Directions:
- A) According to the essay about a son with Down syndrome, at what age did Alejandro learn to walk?
- B) Continue the essay about a son with Down syndrome, picking up after its final sentence.

Supplied passage:

/---

I believe that all people have equal intrinsic value and that the world is a better place when people of all abilities are celebrated and respected for their unique contributions.
8 years ago, my son Alejandro was born with Down syndrome – the most common, naturally-occurring genetic disorder in humans – caused by an extra 21st chromosome. My son is a beautiful boy with almond-shaped eyes and chubby little fingers. He beams infectuously when he is proud of something that he has accomplished, like walking at 25 months or potty training at 7 1/2. That some things come harder makes every success a greater joy.
Like many parents who learn that their child has a disability, I was surprised that my son wasn’t what I expected. But I have come to see that the differences between my child and his brother Joaquin and sister Isabella are subtle, that they are more alike than different – they all want to be loved, to be happy, to work and play, and dream. Although Alejandro can’t keep up with the kids in Little League, he can shine in Special Olympics, though he won’t be the class valedictorian, he can learn to read, ride a bike and have a career, just like everyone else. He can also be a friend, a teammate and a hero by living every day to the best of his abilities and touching other lives.
I believe that my son has a role to play in the world and that he should be seen for what he can contribute, not for what he can’t do. I believe that he is not a mistake but a blessing who makes my world and the world of all those who are lucky enough to know him a better place. I believe that a diverse society must include him.

\---

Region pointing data
/---

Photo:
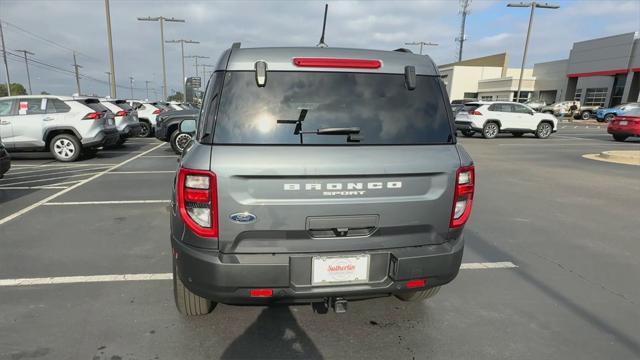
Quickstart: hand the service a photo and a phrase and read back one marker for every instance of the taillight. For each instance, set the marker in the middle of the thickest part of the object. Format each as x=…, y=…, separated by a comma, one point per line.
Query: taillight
x=93, y=116
x=463, y=196
x=337, y=63
x=198, y=201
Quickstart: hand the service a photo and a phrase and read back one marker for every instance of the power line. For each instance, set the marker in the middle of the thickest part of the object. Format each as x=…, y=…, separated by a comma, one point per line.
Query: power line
x=48, y=41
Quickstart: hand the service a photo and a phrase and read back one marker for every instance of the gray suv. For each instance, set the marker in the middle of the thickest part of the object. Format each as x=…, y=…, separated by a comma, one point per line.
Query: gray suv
x=65, y=126
x=319, y=175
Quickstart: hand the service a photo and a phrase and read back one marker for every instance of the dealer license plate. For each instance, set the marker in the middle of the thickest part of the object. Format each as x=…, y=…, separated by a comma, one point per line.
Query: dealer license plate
x=333, y=270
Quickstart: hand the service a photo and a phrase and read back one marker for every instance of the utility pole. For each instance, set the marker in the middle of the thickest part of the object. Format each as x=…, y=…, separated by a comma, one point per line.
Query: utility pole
x=421, y=43
x=162, y=19
x=76, y=67
x=464, y=11
x=109, y=77
x=112, y=66
x=6, y=64
x=131, y=85
x=532, y=5
x=184, y=82
x=26, y=63
x=196, y=57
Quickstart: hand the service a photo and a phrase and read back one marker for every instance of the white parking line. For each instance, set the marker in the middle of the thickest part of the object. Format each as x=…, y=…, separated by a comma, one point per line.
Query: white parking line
x=169, y=276
x=31, y=187
x=64, y=191
x=144, y=172
x=107, y=202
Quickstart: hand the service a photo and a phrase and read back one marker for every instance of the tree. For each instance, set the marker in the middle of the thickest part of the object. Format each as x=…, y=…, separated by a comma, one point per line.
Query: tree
x=175, y=97
x=16, y=89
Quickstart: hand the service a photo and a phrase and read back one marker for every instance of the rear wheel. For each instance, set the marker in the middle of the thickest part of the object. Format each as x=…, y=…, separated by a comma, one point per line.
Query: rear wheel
x=188, y=303
x=65, y=147
x=490, y=130
x=145, y=129
x=178, y=141
x=419, y=295
x=618, y=137
x=544, y=130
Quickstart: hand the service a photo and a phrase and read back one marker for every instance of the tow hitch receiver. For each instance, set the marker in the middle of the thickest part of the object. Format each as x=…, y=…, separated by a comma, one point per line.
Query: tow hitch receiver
x=339, y=305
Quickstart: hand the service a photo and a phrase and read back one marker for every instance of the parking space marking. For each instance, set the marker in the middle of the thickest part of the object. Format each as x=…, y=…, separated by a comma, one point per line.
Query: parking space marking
x=64, y=191
x=143, y=172
x=169, y=276
x=108, y=202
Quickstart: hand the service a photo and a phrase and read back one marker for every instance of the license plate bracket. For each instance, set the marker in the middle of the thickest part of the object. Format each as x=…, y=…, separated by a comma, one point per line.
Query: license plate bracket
x=340, y=270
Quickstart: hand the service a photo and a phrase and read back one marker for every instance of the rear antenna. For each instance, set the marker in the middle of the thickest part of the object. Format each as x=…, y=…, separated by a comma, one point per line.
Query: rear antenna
x=324, y=24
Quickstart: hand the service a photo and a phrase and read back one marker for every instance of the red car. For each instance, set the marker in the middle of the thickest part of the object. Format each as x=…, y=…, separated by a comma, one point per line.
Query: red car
x=625, y=125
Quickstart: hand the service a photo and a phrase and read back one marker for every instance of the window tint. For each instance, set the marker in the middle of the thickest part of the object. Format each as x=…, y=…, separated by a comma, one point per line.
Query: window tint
x=31, y=106
x=294, y=105
x=5, y=107
x=56, y=106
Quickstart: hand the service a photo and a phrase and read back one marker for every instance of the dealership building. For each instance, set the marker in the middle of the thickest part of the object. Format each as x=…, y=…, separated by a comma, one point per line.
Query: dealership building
x=598, y=72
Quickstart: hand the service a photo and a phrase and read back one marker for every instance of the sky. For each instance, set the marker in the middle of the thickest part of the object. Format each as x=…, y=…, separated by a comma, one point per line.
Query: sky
x=52, y=30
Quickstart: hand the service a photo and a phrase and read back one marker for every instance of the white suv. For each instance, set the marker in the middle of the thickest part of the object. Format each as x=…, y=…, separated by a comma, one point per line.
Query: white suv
x=491, y=118
x=63, y=125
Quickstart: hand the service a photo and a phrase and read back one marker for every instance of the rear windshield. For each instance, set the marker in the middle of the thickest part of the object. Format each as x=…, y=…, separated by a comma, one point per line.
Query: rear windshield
x=122, y=105
x=347, y=108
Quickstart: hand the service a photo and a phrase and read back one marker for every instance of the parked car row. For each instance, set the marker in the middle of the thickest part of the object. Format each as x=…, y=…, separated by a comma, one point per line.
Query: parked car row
x=494, y=117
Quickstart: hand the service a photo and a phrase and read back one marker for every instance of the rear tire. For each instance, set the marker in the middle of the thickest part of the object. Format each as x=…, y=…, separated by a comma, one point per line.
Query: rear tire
x=65, y=147
x=544, y=130
x=419, y=295
x=490, y=130
x=145, y=129
x=618, y=137
x=188, y=303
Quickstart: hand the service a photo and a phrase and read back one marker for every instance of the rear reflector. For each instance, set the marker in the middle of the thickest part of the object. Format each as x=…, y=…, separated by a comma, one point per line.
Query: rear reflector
x=337, y=63
x=412, y=284
x=261, y=292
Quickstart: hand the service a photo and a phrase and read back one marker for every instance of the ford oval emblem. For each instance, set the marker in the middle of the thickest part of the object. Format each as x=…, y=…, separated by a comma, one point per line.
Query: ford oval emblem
x=243, y=218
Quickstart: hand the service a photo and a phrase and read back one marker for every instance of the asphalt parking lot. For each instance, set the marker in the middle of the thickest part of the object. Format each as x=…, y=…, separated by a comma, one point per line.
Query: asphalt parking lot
x=550, y=266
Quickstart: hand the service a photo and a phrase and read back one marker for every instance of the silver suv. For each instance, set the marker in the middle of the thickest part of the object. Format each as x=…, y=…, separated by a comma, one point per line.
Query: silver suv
x=319, y=175
x=65, y=126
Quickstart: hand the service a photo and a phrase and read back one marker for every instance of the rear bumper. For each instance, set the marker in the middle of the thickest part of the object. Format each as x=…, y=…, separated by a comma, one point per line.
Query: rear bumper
x=130, y=130
x=105, y=137
x=228, y=278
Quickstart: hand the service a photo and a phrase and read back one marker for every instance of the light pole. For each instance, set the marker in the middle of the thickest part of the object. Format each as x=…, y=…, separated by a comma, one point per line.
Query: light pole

\---

Expected responses:
- A) At 25 months.

- B)
Unfortunately, I know from the comments people make when they hear that my son has Down syndrome (I’m sorry. That’s terrible) and from the 90% abortion rate of fetuses with Down syndrome when parents receive this pre-natal diagnosis, that not everyone sees the lives of other people with disabilities as a gift, that they mistakenly think people with disabilities are a burden. This is made worse by the use of the ‘R’ word – “retarded” – in jokes and movies, making fun of people with disabilities. It sends the message to people with disabilities that you are not welcome, that you should play learn and live away from the rest of us and so I believe the time has come to stop using the R word.
I truly believe we must all open our hearts and lend a hand to those who need one and listen to those who have been ignored and work each day to make our society and our world a place that values true diversity and the treasure that each one of us is.